| Task description |
Repeat, word for word, the part of the forum thread below that starts at "Finally, please set" and ends after "to this repo!".

| Given passage |

I could set up a new repo or we could use this one, but to decide what to do I need to know:

  1. Have you been pushing all your code for this to this repo? (If they are too big to push, then you can transfer ownership of the folder to me, so that it stays with the lab).
  2. How big is the biggest raw scraped table and how big are the files altogether?

Once we decide we should put ALL the scripts used (whatever coding language) in the repo, with a README that explains what each script did. If you have done any cleaning in the google files or `by hand' then we should note that clearly somewhere (and ideally, stop, and do the rest of the cleaning in R).

Also, can you make a quick and dirty estimate of how many TOTAL person hours this took (you and Sandy)? I might then use that info next time when we consider scraping things.

Finally, please set up a meeting with @wangxm-forest and look at the SILVICS manual with her. She wants to scrape some info out of that so I think you would be best to advise on how best to do it. @wangxm-forest please keep notes from the meeting on a git issue in your mast traits repo.

Thanks to all of you again! This is exciting.

wangxm-forest commented 1 month ago

I also took a look at the data and it looks amazing! @sandyie @selenashew Thank you for your effort on it. I'll be reaching out shortly to arrange a meeting where we can talk about details further!

selenashew commented 1 month ago

Hi everyone,

@lizzieinvancouver I can definitely push everything to this repo!

@wangxm-forest Sounds great! We'll be looking forward to the meeting!

  1. @sandyie Do you mind speaking more on this topic? I believe Sandy has the Amazon AWS account for the Textract tool that was used to scrape the data.
  2. All the files together amount to a file size of 22.0 MB. The biggest raw scraped data table is 14 KB and is located in ./800-900/wo_ah727-19-1203-801-900-31-40.zip, "germination_table-1.csv".

The manual work that was done was in checking through all of the scraped data tables, re-labelling the more relevant ones to reflect which type of table it is (phenology, germination, or seed), and in compiling the relevant data in the master spreadsheet. No other cleaning has been done yet for the master spreadsheet, which I am happy to do in R.

@sandyie can also confirm the total hours it took to run the entire manual through the Textract tool. In terms of the manual work that was done, it took about 15 hours on my part, with an additional 10 hours in logistical planning between Sandy and I as we researched possible tools and strategies, tested them out, and discussed how to proceed with this project.

lizzieinvancouver commented 1 month ago

@selenashew Thanks for this! If all the output together is 22 MB then we should add all this to the EGRET repo, including all code, a README etc. I think we should make a new folder in analyses called scrapeUSDAseedmanual -- put code of any type in there and add an input folder (for files that come from outside the code ... that maybe just the manual PDF (22 MB I think so should be okay) and output folder for files the code writes out. I might also add separate folders for scraping and cleaning to keep the scripts separate, but depends on how many you have. Let me know if you have any questions and thank you again!

| Dataset excerpts |
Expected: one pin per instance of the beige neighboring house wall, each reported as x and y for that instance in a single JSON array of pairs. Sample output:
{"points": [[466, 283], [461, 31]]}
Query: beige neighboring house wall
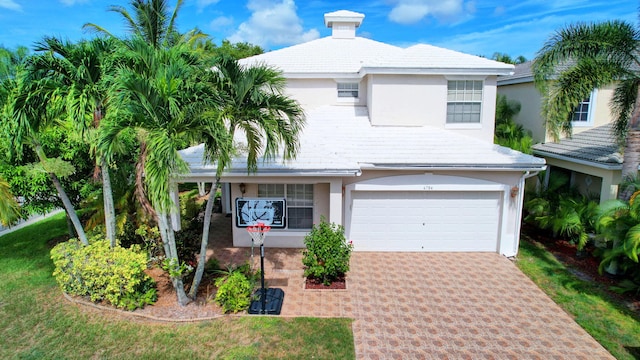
{"points": [[530, 106], [530, 115]]}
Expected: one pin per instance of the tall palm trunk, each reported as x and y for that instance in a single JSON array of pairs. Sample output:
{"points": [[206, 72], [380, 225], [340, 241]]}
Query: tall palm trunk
{"points": [[109, 208], [64, 198], [140, 192], [197, 277], [171, 252]]}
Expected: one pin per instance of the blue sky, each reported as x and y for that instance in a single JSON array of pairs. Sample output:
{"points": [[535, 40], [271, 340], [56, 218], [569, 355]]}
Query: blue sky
{"points": [[479, 27]]}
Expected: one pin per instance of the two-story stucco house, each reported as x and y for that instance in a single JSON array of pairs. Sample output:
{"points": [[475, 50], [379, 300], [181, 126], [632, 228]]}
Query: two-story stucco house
{"points": [[398, 148], [591, 155]]}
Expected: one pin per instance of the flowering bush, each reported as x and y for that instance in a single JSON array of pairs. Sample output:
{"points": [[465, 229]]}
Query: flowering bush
{"points": [[104, 273], [327, 253]]}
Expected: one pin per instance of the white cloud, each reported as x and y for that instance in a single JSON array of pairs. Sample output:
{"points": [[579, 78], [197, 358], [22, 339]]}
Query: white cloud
{"points": [[72, 2], [10, 4], [221, 22], [204, 3], [273, 22], [412, 11]]}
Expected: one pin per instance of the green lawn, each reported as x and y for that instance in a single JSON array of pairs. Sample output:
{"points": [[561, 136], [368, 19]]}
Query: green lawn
{"points": [[37, 323], [608, 321]]}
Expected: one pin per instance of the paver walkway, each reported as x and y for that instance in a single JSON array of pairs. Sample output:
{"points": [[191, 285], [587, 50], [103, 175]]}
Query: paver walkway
{"points": [[434, 305]]}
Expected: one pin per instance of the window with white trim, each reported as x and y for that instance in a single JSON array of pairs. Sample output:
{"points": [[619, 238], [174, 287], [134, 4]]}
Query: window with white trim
{"points": [[581, 112], [299, 202], [348, 90], [464, 101]]}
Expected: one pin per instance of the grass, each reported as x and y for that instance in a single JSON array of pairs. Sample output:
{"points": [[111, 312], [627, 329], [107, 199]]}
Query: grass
{"points": [[37, 323], [606, 319]]}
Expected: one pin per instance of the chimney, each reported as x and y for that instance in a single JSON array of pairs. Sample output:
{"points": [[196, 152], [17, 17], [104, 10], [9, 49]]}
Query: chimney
{"points": [[343, 23]]}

| Answer box |
Finally, please set up a meeting with @wangxm-forest and look at the SILVICS manual with her. She wants to scrape some info out of that so I think you would be best to advise on how best to do it. @wangxm-forest please keep notes from the meeting on a git issue in your mast traits repo.

Thanks to all of you again! This is exciting.

wangxm-forest commented 1 month ago

I also took a look at the data and it looks amazing! @sandyie @selenashew Thank you for your effort on it. I'll be reaching out shortly to arrange a meeting where we can talk about details further!

selenashew commented 1 month ago

Hi everyone,

@lizzieinvancouver I can definitely push everything to this repo!